**Extracted data:**
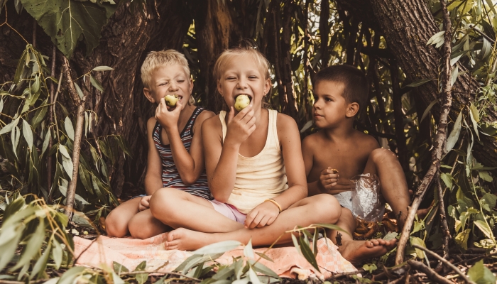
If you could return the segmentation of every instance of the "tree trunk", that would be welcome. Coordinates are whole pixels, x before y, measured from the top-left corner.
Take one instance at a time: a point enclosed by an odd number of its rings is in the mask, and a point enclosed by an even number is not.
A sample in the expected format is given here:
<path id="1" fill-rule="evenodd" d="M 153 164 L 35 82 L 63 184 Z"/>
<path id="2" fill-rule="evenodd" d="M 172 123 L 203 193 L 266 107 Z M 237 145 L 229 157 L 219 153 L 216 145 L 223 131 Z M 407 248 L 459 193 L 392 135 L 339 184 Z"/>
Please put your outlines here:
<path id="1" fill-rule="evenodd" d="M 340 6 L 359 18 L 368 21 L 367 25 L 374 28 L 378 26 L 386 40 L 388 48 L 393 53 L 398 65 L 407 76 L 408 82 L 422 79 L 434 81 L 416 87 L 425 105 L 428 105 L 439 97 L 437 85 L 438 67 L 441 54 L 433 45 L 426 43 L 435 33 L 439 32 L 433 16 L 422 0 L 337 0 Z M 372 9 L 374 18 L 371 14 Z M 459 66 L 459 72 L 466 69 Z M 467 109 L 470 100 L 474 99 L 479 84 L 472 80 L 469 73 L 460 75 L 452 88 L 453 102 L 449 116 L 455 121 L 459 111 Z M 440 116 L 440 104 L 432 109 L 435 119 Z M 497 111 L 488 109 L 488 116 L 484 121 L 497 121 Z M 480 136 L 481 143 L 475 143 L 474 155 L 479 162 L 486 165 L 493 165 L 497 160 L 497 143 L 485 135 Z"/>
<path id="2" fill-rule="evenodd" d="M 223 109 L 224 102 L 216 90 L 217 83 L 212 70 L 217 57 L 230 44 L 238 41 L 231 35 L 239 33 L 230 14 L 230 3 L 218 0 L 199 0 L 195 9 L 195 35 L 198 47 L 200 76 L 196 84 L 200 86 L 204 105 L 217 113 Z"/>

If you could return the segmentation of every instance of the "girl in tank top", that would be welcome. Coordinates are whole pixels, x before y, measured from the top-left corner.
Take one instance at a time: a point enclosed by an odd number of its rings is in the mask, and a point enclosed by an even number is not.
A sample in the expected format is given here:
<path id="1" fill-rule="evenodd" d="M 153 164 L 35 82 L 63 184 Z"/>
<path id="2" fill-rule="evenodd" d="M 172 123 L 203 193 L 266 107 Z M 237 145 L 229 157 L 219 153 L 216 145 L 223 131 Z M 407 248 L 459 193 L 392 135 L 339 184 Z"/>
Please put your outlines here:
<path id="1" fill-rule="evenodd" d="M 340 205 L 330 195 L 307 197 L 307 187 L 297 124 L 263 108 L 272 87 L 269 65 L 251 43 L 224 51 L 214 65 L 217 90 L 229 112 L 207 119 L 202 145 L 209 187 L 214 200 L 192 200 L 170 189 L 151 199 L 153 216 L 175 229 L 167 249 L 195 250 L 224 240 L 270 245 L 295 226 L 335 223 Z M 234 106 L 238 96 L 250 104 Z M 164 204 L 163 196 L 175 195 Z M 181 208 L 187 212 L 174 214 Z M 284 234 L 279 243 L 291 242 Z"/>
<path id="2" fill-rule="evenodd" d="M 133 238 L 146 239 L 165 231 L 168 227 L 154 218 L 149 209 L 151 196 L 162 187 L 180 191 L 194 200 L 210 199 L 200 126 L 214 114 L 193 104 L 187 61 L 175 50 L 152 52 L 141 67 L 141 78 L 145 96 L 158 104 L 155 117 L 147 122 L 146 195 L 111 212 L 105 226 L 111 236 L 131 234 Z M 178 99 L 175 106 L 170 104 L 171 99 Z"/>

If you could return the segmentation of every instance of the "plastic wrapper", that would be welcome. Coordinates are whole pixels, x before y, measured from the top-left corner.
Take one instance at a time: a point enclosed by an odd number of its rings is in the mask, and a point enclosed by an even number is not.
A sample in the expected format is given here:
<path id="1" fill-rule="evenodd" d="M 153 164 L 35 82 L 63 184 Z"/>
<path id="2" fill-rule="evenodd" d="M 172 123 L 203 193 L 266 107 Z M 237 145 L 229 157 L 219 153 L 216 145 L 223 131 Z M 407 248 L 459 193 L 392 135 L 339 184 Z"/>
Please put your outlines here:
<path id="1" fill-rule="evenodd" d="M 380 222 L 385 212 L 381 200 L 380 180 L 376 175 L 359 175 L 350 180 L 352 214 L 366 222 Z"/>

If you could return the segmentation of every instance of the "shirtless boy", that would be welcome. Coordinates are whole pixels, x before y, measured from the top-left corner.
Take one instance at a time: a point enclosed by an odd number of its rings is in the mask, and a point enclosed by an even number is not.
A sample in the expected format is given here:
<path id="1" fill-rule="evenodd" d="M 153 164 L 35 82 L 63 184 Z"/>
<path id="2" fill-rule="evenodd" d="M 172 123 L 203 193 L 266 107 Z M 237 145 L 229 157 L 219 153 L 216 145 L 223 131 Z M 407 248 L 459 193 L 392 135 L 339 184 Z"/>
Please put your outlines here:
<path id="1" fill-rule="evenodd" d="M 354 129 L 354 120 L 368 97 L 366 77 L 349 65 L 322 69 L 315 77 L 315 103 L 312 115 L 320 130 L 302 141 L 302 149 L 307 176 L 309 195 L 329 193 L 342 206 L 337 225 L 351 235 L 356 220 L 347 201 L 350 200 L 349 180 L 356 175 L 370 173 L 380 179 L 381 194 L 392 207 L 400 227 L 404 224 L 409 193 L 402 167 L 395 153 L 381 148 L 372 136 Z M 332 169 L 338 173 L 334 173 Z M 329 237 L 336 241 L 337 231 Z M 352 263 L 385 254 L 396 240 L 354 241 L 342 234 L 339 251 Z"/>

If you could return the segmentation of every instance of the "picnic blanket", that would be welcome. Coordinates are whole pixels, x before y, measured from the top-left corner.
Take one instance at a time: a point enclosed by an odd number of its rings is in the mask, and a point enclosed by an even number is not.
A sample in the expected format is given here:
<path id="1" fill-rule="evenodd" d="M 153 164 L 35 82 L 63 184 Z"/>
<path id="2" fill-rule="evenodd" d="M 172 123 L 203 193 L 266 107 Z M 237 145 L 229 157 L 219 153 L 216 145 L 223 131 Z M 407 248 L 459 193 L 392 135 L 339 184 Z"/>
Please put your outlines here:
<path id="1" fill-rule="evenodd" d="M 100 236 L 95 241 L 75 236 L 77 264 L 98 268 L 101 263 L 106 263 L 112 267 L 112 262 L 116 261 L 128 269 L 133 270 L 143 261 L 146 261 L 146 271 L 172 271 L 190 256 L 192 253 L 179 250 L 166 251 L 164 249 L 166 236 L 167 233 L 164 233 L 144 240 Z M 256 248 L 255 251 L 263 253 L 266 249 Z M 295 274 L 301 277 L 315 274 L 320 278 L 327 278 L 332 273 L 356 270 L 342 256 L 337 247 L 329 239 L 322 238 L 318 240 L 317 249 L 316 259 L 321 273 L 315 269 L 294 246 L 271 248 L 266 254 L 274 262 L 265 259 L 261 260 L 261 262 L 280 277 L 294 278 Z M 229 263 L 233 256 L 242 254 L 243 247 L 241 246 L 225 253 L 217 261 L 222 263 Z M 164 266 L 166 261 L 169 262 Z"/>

**Do this:**
Count the lines of the material that contain the word "could". Give only the number.

**Response to this task:**
5